▶ _TAREFA PROPOSTA A_
Reproduza na íntegra e sem nenhuma alteração o trecho de poemas apresentado a seguir.

▶ _TRECHO DO DOCUMENTO_
::::
Nessas pequenas mãos, tímido e mudo,
Minha senhora, eu deporia tudo...
Como os brilhantes de um colar, dispersos!

Mas... se sou pobre, o que tão mal me fica,
Consinta que, sem luvas de pelica,
Venha depor-lhe aos pés estes meus versos.
                                                           4 de maio de 1882.

 

                DESPEDIDA

Pois que é chegada finalmente a hora
Do triste afastamento e da provança,
Venho dizer-te adeus, gentil criança,
Venho dizer-te adeus, pois vou-me embora.

Morreu em mim a última esperança,
Bem como um sonho bom que se evapora;
Não sei que dor maior que resta agora
Sofrer, nem que maior desesperança.

Não sei, ó sorte mísera e nefasta,
Que assim me arrancas do seu lar querido,
Que assim me roubas sua imagem casta.

Bem vês que eu tenho o coração partido,
E teu peito, inda assim, não desengasta
Um soluço, uma lágrima, um gemido.

 

               OHS! E AIS!

Essa mulher que tantos ohs! provoca,
Essa mulher que tantos ais! arranca,
Essa mulher quem é? Por que abre a boca
O Silvestre quando a vê? - É branca?

É morena? É francesa? É carioca?
As belezas helênicas desbanca?
O seu olhar os cérebros desloca?
O seu sorriso as lágrimas estanca?

Vamos, Raimundo, tu que viste há dias
A mágica visão, o ser terrestre,
Por quem já deste uns ais! e uns ohs! eu sinto,

Tira as garras da dúvida ao Matias,
Faze valsar o Lins, rir o Silvestre
E reler os Subsídios o Filinto.
                                               (A Gazetinha, 14-1-1882.)
::::
▶ _EXCERTOS DE DADOS_
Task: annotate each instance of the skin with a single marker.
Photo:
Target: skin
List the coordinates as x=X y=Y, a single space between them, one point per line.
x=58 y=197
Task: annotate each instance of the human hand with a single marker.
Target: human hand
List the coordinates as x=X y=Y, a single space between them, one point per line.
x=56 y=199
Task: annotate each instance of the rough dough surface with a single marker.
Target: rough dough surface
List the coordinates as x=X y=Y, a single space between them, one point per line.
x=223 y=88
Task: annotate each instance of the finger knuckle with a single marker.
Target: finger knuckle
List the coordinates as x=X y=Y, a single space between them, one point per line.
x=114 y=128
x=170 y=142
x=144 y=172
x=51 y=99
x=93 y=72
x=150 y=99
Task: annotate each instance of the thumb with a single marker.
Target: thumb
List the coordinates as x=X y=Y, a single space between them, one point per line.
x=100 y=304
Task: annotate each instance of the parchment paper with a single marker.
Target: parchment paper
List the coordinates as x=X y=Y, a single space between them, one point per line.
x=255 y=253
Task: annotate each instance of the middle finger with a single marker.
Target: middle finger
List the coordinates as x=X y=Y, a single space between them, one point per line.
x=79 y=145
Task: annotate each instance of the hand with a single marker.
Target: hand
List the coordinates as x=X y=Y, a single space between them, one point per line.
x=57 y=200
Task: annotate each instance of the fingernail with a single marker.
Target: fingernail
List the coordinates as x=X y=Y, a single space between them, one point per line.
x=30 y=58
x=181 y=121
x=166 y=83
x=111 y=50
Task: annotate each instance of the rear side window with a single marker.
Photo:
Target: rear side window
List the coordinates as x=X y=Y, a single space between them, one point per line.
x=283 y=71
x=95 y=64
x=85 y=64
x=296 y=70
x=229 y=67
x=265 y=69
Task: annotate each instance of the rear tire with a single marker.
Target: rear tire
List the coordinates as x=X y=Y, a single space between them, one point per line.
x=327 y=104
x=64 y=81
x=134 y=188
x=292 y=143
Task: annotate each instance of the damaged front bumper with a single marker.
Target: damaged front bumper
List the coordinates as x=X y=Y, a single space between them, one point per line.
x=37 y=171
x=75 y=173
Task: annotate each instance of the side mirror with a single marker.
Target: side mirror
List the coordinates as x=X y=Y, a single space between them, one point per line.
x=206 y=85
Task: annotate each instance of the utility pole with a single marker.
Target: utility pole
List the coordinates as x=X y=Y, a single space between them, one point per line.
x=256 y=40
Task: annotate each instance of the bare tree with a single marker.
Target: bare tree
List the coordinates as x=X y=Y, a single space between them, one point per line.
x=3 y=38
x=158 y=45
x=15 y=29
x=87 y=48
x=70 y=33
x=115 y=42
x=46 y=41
::::
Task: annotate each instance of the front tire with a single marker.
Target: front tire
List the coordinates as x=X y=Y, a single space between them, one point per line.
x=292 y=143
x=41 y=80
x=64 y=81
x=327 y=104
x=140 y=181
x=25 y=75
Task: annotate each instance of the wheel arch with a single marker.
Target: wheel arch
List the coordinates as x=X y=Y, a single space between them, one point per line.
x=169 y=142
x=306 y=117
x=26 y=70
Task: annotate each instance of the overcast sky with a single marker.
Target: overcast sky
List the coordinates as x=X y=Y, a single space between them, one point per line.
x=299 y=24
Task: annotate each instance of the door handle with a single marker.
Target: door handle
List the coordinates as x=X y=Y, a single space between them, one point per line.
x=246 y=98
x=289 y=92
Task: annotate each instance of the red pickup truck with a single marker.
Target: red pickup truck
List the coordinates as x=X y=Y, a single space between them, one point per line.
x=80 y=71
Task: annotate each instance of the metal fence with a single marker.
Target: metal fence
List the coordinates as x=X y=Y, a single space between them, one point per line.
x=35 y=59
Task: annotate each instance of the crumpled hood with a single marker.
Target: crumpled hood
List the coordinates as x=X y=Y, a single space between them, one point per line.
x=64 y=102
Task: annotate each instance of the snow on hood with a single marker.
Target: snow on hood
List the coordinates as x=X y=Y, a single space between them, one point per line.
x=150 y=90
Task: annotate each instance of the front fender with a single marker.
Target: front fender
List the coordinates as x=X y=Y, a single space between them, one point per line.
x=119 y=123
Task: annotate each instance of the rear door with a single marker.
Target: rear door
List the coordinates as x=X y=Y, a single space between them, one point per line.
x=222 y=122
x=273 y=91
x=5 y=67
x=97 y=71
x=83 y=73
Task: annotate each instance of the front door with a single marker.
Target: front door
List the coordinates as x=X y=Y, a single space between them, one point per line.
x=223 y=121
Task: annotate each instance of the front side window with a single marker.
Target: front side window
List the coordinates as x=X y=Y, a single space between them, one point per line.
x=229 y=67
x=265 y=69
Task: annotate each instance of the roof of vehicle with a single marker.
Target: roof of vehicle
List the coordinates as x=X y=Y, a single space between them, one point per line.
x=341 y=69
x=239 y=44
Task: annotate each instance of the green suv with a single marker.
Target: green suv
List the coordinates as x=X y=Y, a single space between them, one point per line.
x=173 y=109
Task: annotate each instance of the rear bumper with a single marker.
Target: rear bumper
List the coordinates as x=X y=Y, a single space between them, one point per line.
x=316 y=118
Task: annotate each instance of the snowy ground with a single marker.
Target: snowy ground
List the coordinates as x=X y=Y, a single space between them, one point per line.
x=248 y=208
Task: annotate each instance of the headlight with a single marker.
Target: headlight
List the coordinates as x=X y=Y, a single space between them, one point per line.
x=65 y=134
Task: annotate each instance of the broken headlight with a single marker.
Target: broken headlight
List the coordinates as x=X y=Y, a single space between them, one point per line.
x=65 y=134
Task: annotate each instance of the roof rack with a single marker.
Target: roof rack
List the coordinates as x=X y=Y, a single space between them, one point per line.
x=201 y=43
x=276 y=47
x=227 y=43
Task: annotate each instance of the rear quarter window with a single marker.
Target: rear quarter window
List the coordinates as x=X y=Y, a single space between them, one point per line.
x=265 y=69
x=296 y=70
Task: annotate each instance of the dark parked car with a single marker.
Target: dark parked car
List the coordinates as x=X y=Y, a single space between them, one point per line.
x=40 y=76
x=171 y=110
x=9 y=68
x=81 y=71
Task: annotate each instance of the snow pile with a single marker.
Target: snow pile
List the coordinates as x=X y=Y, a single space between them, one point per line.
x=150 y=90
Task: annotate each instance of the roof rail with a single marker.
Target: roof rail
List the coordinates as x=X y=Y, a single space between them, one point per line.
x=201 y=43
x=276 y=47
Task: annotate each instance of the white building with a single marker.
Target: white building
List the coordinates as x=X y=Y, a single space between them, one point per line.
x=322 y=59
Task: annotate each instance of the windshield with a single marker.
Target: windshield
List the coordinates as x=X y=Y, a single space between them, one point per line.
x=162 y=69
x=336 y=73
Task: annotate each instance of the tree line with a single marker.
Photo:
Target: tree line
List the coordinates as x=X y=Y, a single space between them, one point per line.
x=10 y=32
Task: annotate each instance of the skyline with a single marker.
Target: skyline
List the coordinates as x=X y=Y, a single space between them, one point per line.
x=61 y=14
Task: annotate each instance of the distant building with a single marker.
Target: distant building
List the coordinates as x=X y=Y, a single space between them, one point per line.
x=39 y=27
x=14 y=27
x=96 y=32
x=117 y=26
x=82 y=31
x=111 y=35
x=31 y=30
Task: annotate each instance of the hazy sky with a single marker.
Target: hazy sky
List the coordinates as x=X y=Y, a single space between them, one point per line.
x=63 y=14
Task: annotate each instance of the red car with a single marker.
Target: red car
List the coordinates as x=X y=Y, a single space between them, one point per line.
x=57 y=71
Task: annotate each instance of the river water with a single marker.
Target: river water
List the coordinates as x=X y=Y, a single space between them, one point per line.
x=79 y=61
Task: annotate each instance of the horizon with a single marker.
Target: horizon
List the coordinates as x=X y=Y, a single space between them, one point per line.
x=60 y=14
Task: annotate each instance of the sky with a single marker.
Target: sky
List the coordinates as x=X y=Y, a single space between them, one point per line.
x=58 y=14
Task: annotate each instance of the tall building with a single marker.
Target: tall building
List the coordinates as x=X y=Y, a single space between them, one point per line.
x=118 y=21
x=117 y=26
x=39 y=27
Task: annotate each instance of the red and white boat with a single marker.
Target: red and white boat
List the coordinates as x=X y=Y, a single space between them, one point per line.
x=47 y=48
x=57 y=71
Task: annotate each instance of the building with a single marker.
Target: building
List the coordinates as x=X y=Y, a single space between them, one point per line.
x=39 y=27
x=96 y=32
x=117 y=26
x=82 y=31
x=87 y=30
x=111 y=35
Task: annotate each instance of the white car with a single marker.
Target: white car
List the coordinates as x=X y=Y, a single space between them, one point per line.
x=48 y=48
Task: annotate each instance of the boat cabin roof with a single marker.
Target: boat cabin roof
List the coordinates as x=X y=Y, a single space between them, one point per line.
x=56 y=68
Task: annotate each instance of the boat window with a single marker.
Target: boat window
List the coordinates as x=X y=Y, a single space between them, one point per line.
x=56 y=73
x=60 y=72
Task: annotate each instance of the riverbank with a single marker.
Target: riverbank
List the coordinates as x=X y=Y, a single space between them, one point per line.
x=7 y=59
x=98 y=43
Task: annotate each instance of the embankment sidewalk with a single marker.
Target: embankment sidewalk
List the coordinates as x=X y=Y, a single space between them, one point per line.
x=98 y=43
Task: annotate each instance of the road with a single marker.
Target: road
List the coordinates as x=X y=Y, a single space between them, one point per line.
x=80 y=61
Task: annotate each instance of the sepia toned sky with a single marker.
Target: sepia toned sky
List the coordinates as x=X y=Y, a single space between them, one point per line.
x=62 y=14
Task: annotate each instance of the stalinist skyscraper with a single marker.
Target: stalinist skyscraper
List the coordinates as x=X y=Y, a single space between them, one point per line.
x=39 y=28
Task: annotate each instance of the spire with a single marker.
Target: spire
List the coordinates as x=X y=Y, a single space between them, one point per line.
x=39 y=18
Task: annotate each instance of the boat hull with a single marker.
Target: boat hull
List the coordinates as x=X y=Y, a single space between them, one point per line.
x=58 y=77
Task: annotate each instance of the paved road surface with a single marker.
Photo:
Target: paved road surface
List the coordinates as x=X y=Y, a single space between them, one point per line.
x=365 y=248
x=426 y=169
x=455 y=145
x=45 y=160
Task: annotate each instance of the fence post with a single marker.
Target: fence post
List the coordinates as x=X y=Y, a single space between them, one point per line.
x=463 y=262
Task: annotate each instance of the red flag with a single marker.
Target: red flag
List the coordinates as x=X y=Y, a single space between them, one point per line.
::::
▶ _TAREFA PROPOSTA B_
Selecione nas entradas acima cada linha em que aparece a palavra "parked" e copie essas linhas. Diferencie maiúsculas de minúsculas.

▶ _RESPOSTA CORRETA A_
Nessas pequenas mãos, tímido e mudo,
Minha senhora, eu deporia tudo...
Como os brilhantes de um colar, dispersos!

Mas... se sou pobre, o que tão mal me fica,
Consinta que, sem luvas de pelica,
Venha depor-lhe aos pés estes meus versos.
                                                           4 de maio de 1882.

 

                DESPEDIDA

Pois que é chegada finalmente a hora
Do triste afastamento e da provança,
Venho dizer-te adeus, gentil criança,
Venho dizer-te adeus, pois vou-me embora.

Morreu em mim a última esperança,
Bem como um sonho bom que se evapora;
Não sei que dor maior que resta agora
Sofrer, nem que maior desesperança.

Não sei, ó sorte mísera e nefasta,
Que assim me arrancas do seu lar querido,
Que assim me roubas sua imagem casta.

Bem vês que eu tenho o coração partido,
E teu peito, inda assim, não desengasta
Um soluço, uma lágrima, um gemido.

 

               OHS! E AIS!

Essa mulher que tantos ohs! provoca,
Essa mulher que tantos ais! arranca,
Essa mulher quem é? Por que abre a boca
O Silvestre quando a vê? - É branca?

É morena? É francesa? É carioca?
As belezas helênicas desbanca?
O seu olhar os cérebros desloca?
O seu sorriso as lágrimas estanca?

Vamos, Raimundo, tu que viste há dias
A mágica visão, o ser terrestre,
Por quem já deste uns ais! e uns ohs! eu sinto,

Tira as garras da dúvida ao Matias,
Faze valsar o Lins, rir o Silvestre
E reler os Subsídios o Filinto.
                                               (A Gazetinha, 14-1-1882.)

▶ _RESPOSTA CORRETA B_
Task: annotate each instance of the dark parked car with a single marker.
Target: dark parked car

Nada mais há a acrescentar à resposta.